Charlie "Cedar Creek Charlie" Fields

Status

Relocated (incl. Museums)

Original Location

Big Cedar Creek, Lebanon, Virginia

Address

2819 Andersonville Hwy , Clinton, TN, 37716, us

Built

1940s to 1960s

Visiting Information

Several works by "Cedar Creek Charlie" are on permanent display at the Museum of Appalachia in Clinton, Tennessee. 

About the Artist/Site

My grandfather Charlie Fields was an extraordinary man. He had several nicknames people would affectionately call him. ”Cedar Creek Charlie” was one name and a favorite because he lived off of Big Cedar Creek in Lebanon, Virginia, located in Russell County near the beautiful Clinch Mountains. The other nickname was “Charlie Badge” because he loved to wear badges over his lapel. He was born on January 30, 1887 and died on December 20, 1966 at the age of 79. Even though he could not read or write, he had an imagination like no other; he was a very gifted and talented man.

* [Instruction]
Carry on the profile of Charlie Fields, writing onward from its last sentence.

* [Recorded information]
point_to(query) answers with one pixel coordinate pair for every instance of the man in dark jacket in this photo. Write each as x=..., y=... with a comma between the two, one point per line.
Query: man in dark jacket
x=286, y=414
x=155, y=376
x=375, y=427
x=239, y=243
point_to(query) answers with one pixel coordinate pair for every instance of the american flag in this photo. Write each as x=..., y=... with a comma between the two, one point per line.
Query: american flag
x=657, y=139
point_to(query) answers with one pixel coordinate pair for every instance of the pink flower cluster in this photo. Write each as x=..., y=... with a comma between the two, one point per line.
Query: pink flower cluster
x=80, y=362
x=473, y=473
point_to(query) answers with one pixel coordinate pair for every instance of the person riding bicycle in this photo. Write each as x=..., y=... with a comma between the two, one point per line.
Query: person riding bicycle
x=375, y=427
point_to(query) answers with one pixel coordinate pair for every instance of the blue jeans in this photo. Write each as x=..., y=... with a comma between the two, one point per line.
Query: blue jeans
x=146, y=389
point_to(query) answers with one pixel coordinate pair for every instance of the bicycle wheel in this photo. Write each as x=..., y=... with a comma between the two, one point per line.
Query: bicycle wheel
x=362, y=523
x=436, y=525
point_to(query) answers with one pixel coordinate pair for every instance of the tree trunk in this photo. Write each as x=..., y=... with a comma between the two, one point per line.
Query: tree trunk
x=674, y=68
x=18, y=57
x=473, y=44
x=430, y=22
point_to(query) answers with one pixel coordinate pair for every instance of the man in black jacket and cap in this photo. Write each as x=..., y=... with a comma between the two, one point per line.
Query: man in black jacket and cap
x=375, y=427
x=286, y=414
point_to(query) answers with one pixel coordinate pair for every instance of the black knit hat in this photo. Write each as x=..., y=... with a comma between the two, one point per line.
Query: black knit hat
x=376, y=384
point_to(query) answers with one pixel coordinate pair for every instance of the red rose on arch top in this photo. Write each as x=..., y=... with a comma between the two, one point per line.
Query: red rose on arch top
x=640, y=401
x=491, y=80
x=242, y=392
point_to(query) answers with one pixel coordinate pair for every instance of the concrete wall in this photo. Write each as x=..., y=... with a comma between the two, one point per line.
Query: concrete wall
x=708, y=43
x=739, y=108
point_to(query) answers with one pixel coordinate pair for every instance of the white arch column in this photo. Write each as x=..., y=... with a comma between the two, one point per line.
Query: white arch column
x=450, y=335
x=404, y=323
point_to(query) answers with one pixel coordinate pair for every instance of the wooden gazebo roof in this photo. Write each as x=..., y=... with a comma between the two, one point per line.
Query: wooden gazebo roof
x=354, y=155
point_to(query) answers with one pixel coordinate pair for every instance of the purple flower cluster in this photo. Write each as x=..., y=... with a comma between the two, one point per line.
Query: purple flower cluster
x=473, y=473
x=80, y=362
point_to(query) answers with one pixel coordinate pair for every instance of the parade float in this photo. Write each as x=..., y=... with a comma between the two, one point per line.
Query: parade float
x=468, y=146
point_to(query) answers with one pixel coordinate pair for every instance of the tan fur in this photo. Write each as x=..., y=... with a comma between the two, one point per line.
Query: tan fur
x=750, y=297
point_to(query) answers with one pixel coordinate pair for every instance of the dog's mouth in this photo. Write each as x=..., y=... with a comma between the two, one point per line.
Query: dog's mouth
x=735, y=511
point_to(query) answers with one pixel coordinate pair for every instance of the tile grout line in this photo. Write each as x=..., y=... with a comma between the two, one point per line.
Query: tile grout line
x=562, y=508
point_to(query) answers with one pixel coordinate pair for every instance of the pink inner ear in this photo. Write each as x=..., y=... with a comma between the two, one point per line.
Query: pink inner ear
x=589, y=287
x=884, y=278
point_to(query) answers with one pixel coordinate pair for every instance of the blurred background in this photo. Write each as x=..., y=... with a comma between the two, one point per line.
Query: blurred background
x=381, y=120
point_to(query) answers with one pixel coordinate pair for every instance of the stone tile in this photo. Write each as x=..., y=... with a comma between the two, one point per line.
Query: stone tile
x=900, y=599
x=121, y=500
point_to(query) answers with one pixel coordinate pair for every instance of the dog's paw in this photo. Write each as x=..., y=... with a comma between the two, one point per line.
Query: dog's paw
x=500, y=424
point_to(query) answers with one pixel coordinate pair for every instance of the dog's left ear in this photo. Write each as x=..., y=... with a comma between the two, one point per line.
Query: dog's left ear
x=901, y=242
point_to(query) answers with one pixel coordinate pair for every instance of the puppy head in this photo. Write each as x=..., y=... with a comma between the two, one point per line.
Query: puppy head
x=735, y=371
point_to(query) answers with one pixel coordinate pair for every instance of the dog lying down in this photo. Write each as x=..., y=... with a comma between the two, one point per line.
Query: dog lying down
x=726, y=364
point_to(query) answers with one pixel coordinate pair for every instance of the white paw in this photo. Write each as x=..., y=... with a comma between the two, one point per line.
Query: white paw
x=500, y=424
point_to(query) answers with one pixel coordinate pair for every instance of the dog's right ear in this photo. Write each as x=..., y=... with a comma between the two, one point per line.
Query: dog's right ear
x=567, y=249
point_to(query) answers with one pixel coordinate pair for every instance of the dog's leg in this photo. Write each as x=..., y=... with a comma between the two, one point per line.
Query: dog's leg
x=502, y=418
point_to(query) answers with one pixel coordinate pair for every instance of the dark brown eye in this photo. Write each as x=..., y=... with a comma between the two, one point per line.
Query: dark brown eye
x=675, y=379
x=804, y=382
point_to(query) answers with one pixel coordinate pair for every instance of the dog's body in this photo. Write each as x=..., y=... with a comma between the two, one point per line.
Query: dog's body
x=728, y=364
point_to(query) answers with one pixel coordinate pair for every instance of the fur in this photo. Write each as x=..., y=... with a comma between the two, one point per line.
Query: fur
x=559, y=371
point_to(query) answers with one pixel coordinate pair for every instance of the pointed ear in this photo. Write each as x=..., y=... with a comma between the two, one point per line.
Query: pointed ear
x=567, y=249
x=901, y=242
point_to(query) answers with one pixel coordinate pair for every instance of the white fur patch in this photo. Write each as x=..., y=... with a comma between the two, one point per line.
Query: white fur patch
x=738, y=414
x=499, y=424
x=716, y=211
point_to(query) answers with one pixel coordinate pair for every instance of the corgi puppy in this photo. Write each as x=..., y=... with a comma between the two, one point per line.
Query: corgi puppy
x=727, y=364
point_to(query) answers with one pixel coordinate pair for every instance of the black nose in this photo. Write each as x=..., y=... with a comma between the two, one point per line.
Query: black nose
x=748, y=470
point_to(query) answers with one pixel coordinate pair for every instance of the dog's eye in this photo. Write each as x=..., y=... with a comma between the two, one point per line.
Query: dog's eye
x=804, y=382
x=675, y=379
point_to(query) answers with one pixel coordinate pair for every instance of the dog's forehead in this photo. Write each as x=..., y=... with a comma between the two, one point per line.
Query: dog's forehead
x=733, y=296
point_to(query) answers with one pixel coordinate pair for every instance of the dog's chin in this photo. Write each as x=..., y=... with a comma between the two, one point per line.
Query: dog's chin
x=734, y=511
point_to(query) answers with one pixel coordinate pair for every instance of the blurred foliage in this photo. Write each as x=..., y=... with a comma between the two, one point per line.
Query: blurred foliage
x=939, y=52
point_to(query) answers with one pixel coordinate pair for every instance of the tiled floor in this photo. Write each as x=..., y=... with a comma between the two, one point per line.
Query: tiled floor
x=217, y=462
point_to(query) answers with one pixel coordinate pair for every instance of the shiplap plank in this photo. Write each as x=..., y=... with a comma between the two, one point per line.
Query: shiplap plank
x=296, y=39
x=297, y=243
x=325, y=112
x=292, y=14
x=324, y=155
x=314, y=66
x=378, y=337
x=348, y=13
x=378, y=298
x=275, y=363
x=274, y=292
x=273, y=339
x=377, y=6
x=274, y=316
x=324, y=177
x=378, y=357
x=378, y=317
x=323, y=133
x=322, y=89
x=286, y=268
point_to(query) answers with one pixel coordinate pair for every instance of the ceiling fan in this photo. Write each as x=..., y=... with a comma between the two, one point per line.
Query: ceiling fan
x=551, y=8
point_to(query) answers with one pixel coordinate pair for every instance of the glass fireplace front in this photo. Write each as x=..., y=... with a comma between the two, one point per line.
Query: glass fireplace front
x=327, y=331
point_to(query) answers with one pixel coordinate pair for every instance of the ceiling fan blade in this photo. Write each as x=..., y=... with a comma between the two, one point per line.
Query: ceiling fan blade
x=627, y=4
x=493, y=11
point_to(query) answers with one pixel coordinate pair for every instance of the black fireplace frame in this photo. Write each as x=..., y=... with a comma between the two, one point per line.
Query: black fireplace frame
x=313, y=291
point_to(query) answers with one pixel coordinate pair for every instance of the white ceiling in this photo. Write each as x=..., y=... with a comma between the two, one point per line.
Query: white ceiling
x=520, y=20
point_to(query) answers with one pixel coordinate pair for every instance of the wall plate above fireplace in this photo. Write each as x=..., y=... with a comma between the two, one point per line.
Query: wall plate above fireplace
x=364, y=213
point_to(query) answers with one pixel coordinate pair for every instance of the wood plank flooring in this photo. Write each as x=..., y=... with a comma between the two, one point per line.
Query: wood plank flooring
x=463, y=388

* [Final result]
After the death of his mother Sarah Cordelia "Dealie" Fields on October 11, 1940 and his only son joining the military from 1942 to 1965, he turned his loneliness and boredom to adventure. He started painting his home in red, white, and blue polka dots with paint donated by friends. He started this in his son's honor as he wasn't able to see him as often as he would have liked. My grandfather Charlie was a very patriotic man, and his mother would have never allowed him to do this otherwise. Not only did he paint his home in polka dots but also everything that was inside his home—from the ceiling to the floor to all the furnishings. He also wore an outfit that he painted in red, white, and blue polka dots. 

For 30 years, he welcomed everyone to his polka-dotted wonderland from all over the United States and a few foreign countries. He made a ferris wheel, a merry-go-round, whirligigs, had trinkets along his fence, and polka-dotted tires lined his sidewalk. At the front gate he had a glass-encased photo of his favorite president Franklin D. Roosevelt. 

He has had many articles and a few books written in his memory; his home appears on the cover of Elinor Lander Horwitz’s 1975 book Contemporary American Folk Artists. He has artifacts in the Museum of Appalachia in Clinton, Tennessee as well as the Smithsonian American Art Museum in Washington, D.C. He was a well-loved man in the community, and to this day when you say his name in Lebanon, everyone remembers his legacy as the polka-dotted man by the name of Cedar Creek Charlie.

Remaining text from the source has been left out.